→ **Task goal**
Reproduce the material below verbatim, copying every line without any change.

→ **Stored records**
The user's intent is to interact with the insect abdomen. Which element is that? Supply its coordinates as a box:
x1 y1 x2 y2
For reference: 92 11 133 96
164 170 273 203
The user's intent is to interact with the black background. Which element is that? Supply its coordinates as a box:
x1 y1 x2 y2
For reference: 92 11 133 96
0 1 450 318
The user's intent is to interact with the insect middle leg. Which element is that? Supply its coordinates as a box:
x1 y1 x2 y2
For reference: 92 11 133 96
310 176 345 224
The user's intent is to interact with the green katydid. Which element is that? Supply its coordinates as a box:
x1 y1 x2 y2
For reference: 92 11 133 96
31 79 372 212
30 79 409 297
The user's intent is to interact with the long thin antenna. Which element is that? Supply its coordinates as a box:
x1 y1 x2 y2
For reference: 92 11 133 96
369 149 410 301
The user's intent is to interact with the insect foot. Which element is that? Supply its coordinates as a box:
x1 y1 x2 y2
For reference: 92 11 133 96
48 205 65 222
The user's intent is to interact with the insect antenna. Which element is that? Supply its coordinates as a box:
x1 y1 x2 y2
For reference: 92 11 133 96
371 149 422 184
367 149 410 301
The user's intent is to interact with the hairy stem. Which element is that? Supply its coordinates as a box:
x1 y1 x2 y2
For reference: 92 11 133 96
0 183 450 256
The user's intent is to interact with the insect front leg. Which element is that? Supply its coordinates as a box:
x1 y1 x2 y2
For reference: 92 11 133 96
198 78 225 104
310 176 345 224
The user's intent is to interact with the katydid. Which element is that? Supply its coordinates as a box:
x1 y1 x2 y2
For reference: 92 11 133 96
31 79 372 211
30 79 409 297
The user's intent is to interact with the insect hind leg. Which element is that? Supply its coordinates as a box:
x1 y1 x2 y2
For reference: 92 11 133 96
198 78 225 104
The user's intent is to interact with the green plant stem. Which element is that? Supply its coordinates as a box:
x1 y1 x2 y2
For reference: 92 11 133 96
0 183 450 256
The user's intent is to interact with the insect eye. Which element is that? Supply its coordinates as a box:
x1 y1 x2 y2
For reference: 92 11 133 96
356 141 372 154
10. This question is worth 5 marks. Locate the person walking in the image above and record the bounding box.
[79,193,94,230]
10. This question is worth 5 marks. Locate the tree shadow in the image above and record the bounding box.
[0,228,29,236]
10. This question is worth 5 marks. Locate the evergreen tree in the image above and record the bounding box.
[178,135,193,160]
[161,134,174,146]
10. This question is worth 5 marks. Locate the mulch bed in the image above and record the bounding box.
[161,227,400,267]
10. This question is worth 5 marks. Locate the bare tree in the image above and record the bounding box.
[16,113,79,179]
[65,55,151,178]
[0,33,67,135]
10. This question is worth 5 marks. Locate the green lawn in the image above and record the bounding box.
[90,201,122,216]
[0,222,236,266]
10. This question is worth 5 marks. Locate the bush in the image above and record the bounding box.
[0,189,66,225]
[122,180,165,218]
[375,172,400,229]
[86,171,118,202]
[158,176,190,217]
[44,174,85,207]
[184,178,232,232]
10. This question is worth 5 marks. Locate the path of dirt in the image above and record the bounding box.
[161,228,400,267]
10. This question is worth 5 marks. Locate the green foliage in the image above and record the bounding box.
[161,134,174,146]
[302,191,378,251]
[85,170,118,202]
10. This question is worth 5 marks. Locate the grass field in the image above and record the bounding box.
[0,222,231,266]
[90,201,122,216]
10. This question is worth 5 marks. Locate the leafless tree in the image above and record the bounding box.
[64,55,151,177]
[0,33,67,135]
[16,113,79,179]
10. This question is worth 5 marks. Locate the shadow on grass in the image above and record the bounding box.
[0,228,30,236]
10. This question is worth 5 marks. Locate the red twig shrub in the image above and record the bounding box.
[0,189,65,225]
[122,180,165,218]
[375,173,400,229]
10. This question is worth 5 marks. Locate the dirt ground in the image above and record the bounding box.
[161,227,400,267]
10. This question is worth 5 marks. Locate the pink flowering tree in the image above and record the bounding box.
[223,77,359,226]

→ **Expected output**
The user's intent is to interact with the insect abdomen. Which element is that? Supply its coordinates as a box:
x1 y1 x2 y2
For reference: 92 11 133 96
164 170 273 203
The user's intent is to interact with the black background. Which element is that? Supply its coordinates as a box:
x1 y1 x2 y2
For reference: 92 11 133 96
0 1 450 318
The user's intent is to interact with the insect middle leg. Which element is that? Supply its coordinates as a box:
x1 y1 x2 y2
For reference: 92 11 133 96
310 176 345 224
The user's intent is to interact with the green katydid. Which element is that? Supply its coordinates as a box:
x1 y1 x2 y2
For reference: 92 11 133 96
31 79 372 212
30 79 409 297
The user's intent is to interact with the long thin antenna. Which element is that? Supply its coordinates as a box:
x1 y1 x2 y2
For reference: 92 11 133 96
369 149 410 301
The user's intent is to interact with the insect foot. Which element is that? Supply its coordinates as a box:
x1 y1 x2 y2
For reference: 92 11 133 96
48 205 65 222
The user's intent is to interact with the insect antenna. Which element is that? Supply its coordinates as a box:
x1 y1 x2 y2
For reference: 92 11 133 96
371 149 422 184
367 149 410 301
The user's intent is to interact with the hairy stem. Which element is that? Supply its coordinates as a box:
x1 y1 x2 y2
For reference: 92 11 133 96
0 183 450 256
The user's intent is to interact with the insect front leg. Which element is that? Supply its coordinates as a box:
x1 y1 x2 y2
For reference: 92 11 133 96
198 78 225 104
310 176 345 224
The user's intent is to interact with the katydid. Which element is that? Supply its coordinates as a box:
x1 y1 x2 y2
For reference: 92 11 133 96
31 79 372 211
30 79 409 297
The user's intent is to interact with the insect hind leg. Which element is that? Supply its coordinates as a box:
x1 y1 x2 y2
For reference: 92 11 133 96
198 78 225 104
The user's intent is to interact with the green plant stem. Which element is that? Supply its coordinates as a box:
x1 y1 x2 y2
For reference: 92 11 133 96
0 183 450 256
The user's intent is to interact with the insect eye. Which element is that? Supply its coordinates as a box:
x1 y1 x2 y2
For reference: 92 11 133 96
356 141 372 154
10. This question is worth 5 marks. Locate the person walking in the image above and record the bounding box.
[79,193,94,230]
10. This question is worth 5 marks. Locate the tree shadow in the image above and record the bounding box.
[0,228,29,236]
10. This question is worth 5 marks. Locate the evergreen tree in the image above and record the bounding box.
[178,135,193,160]
[161,134,174,146]
10. This question is worth 5 marks. Locate the mulch bed in the image above and record the bounding box.
[161,227,400,267]
10. This question is worth 5 marks. Locate the bare tree in the image above and record the bounding box.
[16,113,79,179]
[65,55,151,178]
[0,33,67,135]
10. This question is worth 5 marks. Locate the green lawn in the image above and record the bounding box.
[90,201,122,216]
[0,222,236,266]
10. This question is worth 5 marks. Locate the bush in the image above and record the bounding box.
[0,189,66,225]
[122,180,165,218]
[375,172,400,229]
[86,171,118,202]
[158,176,190,217]
[44,174,85,207]
[184,178,232,232]
10. This question is worth 5 marks. Locate the path of dirt in the image above and record the bounding box.
[161,228,400,267]
10. This question is worth 5 marks. Locate the green foliage in the image above and record the bounding box.
[161,134,174,146]
[302,191,378,251]
[85,170,118,202]
10. This question is worth 5 marks. Locate the grass field in the image above and record the bounding box.
[0,222,231,266]
[90,201,122,216]
10. This question is worth 5 marks. Locate the leafless tree in the image above and record the bounding box.
[64,55,151,177]
[0,33,67,135]
[16,113,79,179]
10. This question is worth 5 marks. Locate the shadow on grass in the image above and record the bounding box.
[0,228,30,236]
10. This question is worth 5 marks. Locate the red twig shrub in the image above and record the bounding box.
[0,189,65,225]
[122,180,165,218]
[375,173,400,229]
10. This question is worth 5 marks. Locate the dirt ground in the image above and record the bounding box.
[161,227,400,267]
10. This question is worth 5 marks. Locate the pink flowering tree in the image above and record the bounding box.
[223,77,359,226]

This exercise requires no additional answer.